§ **Collection entries**

☆ ☆ ☆ ☆

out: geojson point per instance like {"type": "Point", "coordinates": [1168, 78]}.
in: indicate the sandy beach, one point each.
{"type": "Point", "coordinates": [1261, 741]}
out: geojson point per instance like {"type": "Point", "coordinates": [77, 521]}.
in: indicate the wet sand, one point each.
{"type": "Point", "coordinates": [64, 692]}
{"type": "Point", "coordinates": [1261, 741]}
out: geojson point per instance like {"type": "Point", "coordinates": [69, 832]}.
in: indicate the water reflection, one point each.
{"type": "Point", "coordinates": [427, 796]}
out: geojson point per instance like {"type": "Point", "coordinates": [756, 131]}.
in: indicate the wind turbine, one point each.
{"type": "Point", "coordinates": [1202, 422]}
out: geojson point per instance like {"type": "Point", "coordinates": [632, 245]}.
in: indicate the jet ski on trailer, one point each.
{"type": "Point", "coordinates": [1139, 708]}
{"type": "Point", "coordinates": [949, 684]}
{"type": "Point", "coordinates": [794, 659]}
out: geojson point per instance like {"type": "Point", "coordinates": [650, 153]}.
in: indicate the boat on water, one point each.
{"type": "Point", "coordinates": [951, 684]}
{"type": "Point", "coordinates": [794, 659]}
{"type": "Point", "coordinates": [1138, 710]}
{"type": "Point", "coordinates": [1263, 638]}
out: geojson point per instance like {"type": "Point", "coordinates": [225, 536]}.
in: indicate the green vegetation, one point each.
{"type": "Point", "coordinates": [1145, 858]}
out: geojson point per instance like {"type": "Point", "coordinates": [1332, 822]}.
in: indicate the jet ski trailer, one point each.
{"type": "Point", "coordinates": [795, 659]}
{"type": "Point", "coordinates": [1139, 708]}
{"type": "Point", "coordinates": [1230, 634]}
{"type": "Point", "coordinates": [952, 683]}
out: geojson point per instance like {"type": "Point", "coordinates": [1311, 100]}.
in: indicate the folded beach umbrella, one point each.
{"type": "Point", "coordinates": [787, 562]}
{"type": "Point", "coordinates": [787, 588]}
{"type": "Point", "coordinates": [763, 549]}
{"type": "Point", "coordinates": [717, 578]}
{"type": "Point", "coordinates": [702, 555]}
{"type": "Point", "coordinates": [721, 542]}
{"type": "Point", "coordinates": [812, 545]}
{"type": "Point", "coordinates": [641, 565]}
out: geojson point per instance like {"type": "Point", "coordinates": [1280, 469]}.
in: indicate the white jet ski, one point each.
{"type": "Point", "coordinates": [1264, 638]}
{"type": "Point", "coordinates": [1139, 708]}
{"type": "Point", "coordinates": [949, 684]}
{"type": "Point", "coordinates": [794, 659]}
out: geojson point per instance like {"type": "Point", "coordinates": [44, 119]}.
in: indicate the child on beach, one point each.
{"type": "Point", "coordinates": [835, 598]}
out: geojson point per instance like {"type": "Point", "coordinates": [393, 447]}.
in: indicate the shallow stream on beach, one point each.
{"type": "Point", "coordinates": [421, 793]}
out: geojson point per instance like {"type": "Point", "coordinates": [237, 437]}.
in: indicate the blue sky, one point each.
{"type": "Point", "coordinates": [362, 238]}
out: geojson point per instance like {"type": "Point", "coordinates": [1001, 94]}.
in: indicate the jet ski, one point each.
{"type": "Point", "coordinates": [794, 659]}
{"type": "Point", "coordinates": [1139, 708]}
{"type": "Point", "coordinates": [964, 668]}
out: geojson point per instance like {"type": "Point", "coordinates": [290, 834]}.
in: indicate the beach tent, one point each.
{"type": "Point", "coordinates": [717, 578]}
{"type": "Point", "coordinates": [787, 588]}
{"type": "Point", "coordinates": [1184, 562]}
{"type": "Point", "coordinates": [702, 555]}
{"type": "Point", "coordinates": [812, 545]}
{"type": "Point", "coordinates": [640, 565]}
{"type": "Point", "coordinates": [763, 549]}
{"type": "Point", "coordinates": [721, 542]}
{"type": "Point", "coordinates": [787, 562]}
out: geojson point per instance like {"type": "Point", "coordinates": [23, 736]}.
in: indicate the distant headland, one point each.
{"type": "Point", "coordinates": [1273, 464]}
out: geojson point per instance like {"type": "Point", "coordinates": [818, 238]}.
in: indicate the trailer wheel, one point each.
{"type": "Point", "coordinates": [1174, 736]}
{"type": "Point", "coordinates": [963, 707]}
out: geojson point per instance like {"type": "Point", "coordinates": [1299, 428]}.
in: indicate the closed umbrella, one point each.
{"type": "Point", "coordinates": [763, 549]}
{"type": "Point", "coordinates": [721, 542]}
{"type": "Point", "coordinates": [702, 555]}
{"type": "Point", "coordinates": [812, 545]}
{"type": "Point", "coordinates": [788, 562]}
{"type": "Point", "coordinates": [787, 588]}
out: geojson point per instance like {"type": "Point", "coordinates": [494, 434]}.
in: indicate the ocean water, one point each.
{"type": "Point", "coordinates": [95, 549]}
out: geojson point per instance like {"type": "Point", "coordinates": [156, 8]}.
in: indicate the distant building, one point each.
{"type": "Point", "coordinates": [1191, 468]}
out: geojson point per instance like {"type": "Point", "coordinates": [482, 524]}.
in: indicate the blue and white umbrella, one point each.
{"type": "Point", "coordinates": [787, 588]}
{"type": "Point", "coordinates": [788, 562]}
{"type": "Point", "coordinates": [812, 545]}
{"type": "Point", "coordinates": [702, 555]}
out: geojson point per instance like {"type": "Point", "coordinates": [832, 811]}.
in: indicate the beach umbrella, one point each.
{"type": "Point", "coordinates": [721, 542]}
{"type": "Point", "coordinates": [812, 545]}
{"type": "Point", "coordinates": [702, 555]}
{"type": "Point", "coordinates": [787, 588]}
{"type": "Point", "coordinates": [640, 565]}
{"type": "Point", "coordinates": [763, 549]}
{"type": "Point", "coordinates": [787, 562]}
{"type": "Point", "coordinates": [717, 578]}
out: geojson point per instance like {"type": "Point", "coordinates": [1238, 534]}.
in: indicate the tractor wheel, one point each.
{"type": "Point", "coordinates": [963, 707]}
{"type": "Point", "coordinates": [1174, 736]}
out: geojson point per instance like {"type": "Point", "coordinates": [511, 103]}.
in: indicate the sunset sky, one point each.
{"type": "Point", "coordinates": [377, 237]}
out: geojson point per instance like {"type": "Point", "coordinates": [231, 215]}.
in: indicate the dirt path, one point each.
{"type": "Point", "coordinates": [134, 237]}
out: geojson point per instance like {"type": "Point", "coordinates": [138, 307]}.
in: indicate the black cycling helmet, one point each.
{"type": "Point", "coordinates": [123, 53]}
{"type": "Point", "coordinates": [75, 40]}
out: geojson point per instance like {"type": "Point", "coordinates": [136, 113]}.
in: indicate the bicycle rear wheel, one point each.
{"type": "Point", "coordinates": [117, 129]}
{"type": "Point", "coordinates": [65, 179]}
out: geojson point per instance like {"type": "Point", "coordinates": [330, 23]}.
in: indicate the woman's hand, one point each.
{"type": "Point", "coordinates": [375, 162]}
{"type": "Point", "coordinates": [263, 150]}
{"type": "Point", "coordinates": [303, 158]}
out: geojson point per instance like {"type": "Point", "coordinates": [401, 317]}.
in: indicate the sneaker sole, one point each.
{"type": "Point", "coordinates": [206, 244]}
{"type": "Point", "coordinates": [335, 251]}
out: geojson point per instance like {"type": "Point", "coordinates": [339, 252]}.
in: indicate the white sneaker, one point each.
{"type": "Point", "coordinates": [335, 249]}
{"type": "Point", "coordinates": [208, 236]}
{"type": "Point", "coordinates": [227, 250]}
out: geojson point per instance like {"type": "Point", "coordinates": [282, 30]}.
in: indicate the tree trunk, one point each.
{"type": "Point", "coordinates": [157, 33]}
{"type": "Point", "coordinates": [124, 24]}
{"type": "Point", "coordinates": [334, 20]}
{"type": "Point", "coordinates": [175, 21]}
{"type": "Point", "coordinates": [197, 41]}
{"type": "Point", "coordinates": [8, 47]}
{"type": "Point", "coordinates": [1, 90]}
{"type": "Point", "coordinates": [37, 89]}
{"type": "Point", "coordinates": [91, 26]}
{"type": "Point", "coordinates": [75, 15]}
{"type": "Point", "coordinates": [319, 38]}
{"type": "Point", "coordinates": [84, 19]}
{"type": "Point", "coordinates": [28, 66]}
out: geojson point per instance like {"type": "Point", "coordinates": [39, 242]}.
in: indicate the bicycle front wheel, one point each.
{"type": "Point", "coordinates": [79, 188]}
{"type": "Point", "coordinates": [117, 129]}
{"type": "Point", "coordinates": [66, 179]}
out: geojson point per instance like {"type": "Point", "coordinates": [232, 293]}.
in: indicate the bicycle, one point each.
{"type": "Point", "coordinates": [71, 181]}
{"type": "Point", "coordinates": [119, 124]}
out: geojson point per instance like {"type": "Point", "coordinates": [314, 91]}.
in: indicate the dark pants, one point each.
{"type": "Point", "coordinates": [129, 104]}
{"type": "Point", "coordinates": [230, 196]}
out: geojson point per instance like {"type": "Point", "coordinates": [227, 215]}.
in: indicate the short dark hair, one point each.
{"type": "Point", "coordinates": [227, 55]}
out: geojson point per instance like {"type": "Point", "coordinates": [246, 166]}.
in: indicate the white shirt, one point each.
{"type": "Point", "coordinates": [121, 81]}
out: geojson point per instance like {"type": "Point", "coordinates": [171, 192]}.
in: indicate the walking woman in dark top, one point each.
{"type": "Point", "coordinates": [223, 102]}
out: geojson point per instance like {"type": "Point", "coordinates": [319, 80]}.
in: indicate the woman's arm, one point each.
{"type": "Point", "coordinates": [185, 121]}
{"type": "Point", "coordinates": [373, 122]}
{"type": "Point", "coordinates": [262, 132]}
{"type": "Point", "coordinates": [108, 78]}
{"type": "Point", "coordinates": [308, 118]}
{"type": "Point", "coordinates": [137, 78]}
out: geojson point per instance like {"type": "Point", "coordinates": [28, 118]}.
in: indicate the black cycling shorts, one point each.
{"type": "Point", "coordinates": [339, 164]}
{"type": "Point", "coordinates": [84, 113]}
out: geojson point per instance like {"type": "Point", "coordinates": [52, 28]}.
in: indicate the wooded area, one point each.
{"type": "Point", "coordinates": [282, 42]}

☆ ☆ ☆ ☆

§ **Work instruction**
Reproduce exactly the lines from the one containing "in: indicate the white shirt, one point each." through the last line of the records above, including both, and nothing else.

§ **Task answer**
in: indicate the white shirt, one point each.
{"type": "Point", "coordinates": [121, 81]}
out: geojson point per instance like {"type": "Point", "coordinates": [171, 192]}.
in: indicate the walking woman in dark top, one point each.
{"type": "Point", "coordinates": [223, 102]}
out: geojson point per instance like {"type": "Point", "coordinates": [319, 80]}.
in: indicate the woman's arm, one point each.
{"type": "Point", "coordinates": [185, 121]}
{"type": "Point", "coordinates": [373, 122]}
{"type": "Point", "coordinates": [262, 132]}
{"type": "Point", "coordinates": [108, 78]}
{"type": "Point", "coordinates": [308, 118]}
{"type": "Point", "coordinates": [137, 78]}
out: geojson point per instance like {"type": "Point", "coordinates": [28, 118]}.
in: indicate the black cycling shorts, one point each.
{"type": "Point", "coordinates": [339, 164]}
{"type": "Point", "coordinates": [84, 113]}
out: geojson point per instance like {"type": "Point", "coordinates": [52, 28]}.
in: indicate the wooded area, one point each.
{"type": "Point", "coordinates": [282, 42]}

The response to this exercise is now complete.